Locate each line of the material below that contains the string "tattooed", and copy those lines out in full.
┌─ Data records
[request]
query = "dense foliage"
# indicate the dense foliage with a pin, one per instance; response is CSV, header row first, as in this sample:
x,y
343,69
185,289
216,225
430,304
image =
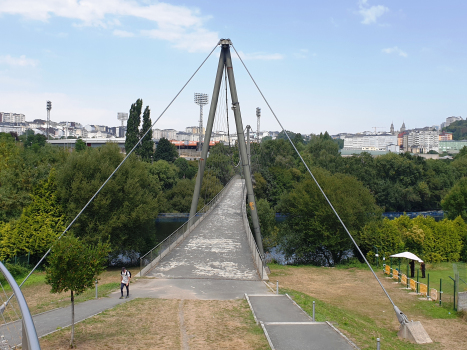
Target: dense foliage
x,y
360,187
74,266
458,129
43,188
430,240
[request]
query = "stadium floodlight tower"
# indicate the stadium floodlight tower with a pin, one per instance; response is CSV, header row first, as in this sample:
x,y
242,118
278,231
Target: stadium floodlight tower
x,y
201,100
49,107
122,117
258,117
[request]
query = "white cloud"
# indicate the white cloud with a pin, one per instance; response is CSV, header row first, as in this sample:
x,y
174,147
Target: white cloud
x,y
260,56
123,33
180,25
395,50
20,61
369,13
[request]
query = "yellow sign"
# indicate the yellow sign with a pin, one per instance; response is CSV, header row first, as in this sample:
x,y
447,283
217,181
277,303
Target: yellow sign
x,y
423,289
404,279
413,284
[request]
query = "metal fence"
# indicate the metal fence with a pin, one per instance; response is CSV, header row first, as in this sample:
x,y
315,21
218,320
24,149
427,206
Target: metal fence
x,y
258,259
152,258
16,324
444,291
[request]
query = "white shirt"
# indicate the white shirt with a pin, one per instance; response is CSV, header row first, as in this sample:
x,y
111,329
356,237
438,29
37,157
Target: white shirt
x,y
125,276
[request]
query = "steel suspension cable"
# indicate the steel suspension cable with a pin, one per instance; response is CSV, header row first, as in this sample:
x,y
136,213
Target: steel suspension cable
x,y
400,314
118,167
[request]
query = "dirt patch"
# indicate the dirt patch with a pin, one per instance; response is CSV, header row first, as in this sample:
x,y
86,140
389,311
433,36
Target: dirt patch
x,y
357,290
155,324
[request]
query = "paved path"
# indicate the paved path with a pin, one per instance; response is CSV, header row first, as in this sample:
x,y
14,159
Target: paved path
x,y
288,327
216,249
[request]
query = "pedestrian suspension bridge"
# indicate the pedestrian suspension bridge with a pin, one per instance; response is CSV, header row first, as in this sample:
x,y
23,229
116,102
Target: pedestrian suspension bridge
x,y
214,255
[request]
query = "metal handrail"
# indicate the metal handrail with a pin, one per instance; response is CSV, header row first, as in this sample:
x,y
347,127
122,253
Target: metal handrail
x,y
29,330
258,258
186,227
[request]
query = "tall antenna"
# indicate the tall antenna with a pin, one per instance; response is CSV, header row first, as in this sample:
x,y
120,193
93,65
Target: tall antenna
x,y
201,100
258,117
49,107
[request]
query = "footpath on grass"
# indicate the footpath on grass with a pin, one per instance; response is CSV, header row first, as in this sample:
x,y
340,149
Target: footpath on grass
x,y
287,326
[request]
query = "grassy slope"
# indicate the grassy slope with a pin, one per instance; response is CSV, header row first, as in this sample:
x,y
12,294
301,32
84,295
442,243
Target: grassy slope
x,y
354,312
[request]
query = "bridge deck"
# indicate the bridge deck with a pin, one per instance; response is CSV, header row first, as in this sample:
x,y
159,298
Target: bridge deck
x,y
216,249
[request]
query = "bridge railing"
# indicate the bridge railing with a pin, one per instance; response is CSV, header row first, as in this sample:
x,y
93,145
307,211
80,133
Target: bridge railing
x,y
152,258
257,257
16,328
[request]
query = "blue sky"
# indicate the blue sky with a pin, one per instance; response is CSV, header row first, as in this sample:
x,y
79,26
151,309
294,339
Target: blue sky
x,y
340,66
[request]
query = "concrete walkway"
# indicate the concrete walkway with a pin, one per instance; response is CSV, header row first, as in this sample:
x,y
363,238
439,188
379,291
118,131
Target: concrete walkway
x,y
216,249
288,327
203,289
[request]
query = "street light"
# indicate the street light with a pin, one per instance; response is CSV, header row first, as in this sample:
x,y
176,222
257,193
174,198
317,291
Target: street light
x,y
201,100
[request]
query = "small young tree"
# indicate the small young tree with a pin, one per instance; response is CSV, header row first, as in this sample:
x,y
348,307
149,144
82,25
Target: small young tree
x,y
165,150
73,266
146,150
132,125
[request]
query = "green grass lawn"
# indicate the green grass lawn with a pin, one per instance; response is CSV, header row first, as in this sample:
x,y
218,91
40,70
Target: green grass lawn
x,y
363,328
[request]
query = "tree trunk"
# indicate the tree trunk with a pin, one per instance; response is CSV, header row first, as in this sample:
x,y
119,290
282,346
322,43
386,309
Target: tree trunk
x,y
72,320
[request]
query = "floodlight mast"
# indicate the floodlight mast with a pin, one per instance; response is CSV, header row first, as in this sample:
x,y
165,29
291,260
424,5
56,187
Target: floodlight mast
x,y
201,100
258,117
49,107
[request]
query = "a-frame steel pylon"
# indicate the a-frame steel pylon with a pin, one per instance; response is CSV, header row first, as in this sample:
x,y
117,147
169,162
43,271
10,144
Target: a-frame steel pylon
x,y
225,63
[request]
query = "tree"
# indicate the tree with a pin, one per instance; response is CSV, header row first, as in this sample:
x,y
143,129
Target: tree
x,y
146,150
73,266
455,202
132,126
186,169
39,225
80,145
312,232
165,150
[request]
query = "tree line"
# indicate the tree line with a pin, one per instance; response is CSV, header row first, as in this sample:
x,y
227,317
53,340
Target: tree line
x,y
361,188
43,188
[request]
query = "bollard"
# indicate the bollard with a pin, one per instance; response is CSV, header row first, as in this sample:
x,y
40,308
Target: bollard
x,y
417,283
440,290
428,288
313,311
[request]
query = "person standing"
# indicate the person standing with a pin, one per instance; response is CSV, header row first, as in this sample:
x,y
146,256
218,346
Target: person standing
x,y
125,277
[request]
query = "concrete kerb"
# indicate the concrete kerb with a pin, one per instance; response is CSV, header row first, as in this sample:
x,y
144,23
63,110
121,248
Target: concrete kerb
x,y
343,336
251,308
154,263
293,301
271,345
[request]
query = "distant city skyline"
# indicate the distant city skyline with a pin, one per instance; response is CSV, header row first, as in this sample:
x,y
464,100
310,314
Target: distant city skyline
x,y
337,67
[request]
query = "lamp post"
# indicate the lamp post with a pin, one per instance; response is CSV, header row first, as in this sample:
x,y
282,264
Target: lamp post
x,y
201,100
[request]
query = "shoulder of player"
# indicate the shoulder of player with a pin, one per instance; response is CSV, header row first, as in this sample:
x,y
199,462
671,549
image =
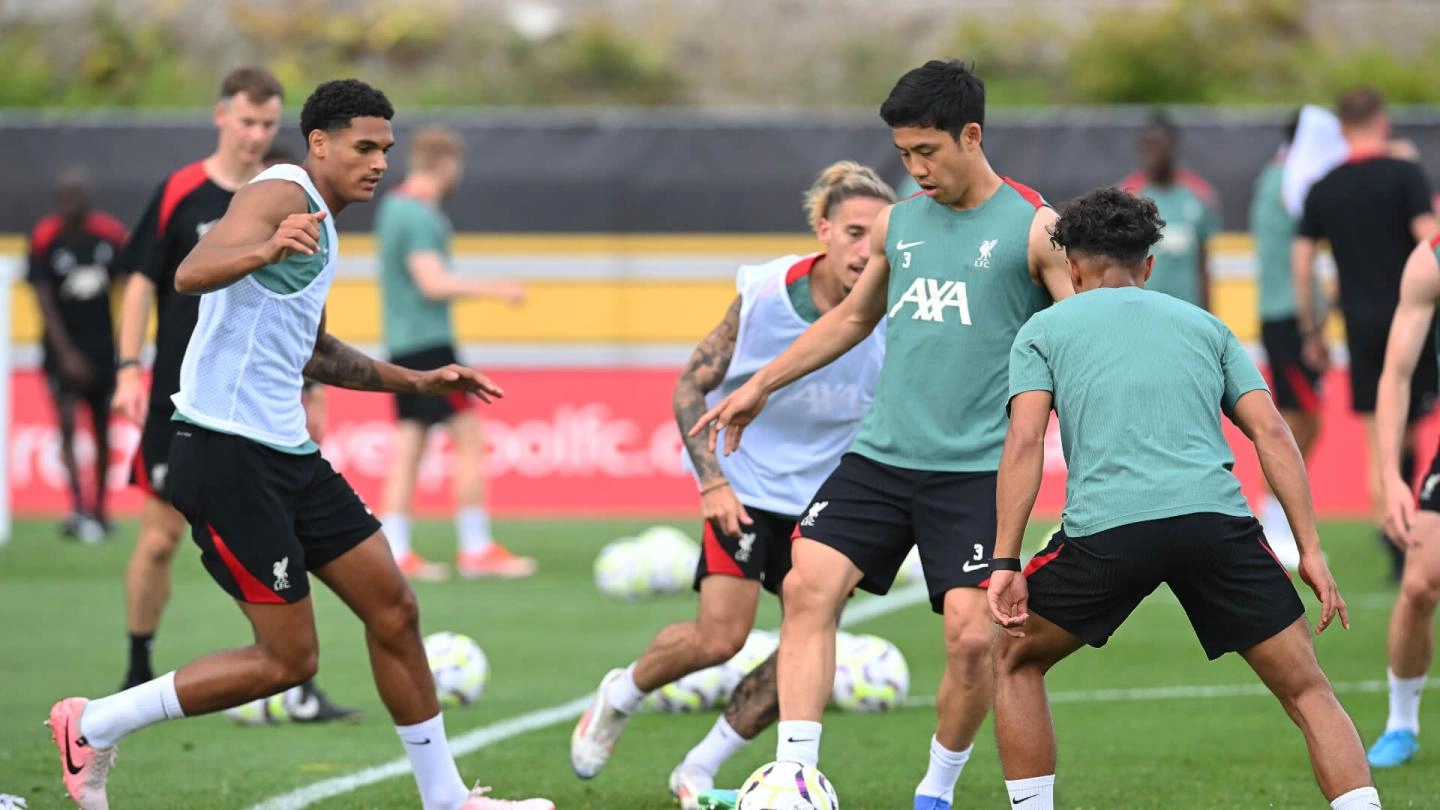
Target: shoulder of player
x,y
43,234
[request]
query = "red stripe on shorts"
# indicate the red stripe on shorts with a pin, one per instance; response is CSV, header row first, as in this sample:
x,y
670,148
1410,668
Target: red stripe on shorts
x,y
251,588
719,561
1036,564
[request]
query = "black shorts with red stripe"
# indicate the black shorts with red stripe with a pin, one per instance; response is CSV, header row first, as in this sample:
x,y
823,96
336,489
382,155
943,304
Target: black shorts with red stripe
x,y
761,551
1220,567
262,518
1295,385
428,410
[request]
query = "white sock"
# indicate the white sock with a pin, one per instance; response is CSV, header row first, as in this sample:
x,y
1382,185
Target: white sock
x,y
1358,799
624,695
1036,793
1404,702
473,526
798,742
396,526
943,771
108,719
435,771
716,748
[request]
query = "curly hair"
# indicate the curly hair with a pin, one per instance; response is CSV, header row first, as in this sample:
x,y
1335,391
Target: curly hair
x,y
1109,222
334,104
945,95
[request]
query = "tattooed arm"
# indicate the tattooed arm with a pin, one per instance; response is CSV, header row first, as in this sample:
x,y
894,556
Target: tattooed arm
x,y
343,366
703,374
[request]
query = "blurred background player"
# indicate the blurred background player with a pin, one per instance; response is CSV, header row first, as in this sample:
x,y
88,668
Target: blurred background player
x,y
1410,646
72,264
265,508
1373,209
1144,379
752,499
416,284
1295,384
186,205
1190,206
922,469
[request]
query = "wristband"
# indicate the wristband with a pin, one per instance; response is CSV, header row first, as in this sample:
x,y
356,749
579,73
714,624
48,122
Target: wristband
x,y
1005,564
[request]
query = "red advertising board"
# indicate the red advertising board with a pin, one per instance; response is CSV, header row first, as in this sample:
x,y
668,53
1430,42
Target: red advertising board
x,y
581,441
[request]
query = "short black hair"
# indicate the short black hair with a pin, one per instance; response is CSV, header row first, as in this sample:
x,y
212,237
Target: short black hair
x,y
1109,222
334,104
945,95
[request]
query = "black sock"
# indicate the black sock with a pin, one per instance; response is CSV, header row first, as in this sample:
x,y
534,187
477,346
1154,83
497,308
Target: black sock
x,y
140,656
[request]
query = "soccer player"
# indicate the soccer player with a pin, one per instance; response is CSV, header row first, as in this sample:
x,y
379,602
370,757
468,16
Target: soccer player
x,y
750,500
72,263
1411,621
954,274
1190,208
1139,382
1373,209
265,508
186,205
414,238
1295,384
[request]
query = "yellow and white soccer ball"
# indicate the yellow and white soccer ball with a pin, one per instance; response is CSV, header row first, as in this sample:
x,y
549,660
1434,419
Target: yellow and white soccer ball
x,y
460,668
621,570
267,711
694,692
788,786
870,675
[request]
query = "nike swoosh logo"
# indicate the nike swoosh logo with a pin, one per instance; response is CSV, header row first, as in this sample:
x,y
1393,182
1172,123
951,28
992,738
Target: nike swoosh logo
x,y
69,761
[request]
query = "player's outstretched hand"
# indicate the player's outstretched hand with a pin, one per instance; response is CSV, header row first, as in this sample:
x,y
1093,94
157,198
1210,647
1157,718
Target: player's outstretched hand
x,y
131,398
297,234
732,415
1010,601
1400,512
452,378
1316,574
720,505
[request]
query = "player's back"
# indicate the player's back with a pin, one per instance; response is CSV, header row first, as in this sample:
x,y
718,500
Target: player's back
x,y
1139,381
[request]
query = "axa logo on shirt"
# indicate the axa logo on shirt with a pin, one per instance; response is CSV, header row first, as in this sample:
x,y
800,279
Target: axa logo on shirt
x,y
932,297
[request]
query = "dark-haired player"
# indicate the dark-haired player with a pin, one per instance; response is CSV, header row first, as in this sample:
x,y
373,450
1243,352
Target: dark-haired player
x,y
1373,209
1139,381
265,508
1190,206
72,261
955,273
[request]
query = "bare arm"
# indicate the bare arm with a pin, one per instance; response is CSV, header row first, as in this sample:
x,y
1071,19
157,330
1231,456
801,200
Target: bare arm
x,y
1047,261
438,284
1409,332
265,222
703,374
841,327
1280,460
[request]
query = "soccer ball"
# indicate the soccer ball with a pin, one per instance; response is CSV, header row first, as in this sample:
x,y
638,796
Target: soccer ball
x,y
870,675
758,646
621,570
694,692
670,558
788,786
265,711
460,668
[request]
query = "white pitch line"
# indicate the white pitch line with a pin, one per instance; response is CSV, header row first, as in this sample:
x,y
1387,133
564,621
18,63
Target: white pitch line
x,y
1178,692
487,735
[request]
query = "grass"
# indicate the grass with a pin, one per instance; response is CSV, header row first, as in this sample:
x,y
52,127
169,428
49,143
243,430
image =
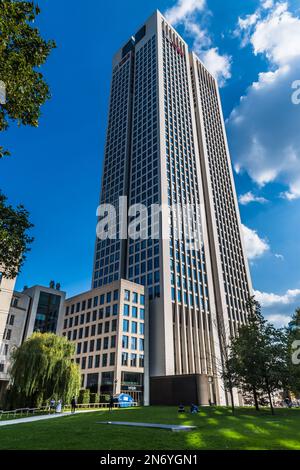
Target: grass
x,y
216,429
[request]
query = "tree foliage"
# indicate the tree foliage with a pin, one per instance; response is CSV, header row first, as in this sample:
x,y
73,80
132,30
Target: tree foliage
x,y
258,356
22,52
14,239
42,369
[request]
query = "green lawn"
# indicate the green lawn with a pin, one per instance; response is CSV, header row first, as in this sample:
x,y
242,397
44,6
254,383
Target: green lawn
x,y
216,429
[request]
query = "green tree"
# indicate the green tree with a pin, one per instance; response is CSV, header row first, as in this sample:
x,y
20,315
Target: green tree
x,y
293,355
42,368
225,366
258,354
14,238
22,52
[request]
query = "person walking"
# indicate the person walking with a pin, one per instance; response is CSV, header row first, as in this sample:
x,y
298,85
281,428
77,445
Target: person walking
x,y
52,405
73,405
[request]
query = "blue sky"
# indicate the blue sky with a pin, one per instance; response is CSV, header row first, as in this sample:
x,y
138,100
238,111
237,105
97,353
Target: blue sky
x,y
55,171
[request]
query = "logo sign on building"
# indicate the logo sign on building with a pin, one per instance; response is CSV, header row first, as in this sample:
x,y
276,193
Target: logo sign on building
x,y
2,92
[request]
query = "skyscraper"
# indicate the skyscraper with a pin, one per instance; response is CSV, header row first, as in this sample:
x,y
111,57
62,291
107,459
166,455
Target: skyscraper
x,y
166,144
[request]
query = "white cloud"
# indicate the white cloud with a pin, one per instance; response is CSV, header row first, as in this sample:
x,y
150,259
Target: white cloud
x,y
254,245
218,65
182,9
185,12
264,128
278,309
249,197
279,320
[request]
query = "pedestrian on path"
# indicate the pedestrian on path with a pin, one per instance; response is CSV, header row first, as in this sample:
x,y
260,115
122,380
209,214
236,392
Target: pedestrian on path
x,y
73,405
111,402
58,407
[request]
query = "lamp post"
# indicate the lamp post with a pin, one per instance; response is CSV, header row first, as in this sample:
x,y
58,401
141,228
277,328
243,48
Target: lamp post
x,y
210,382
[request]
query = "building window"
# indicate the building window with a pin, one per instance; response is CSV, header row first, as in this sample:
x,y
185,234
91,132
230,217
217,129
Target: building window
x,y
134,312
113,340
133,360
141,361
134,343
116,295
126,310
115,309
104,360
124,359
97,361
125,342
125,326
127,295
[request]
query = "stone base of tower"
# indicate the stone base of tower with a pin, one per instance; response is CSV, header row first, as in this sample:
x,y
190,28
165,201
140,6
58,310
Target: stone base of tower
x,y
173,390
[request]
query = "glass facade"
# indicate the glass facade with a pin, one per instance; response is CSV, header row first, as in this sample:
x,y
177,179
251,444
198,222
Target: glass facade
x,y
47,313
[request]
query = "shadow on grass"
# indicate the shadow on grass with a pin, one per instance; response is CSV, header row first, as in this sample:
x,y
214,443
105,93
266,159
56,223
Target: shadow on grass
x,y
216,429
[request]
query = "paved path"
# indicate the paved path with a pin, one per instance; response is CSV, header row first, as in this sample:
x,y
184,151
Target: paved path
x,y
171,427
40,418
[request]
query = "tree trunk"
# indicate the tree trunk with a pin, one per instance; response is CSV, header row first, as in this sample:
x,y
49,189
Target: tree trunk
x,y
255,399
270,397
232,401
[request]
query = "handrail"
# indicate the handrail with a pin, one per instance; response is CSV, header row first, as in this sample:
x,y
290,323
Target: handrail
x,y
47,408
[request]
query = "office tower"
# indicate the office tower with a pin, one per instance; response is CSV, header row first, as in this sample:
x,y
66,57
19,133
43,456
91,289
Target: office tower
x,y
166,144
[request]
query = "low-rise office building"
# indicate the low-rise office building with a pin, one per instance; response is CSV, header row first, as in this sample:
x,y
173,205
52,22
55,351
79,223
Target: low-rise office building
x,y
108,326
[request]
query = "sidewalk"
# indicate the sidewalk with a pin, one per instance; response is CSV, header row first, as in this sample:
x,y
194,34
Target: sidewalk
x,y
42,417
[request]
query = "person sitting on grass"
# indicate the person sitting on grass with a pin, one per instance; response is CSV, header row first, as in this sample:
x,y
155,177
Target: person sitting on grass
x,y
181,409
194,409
└─
# Solution to the problem:
query = "tattooed arm"
# indicate the tattooed arm with a pin, one per instance; response is CSV, header row first, as in this sample:
Target: tattooed arm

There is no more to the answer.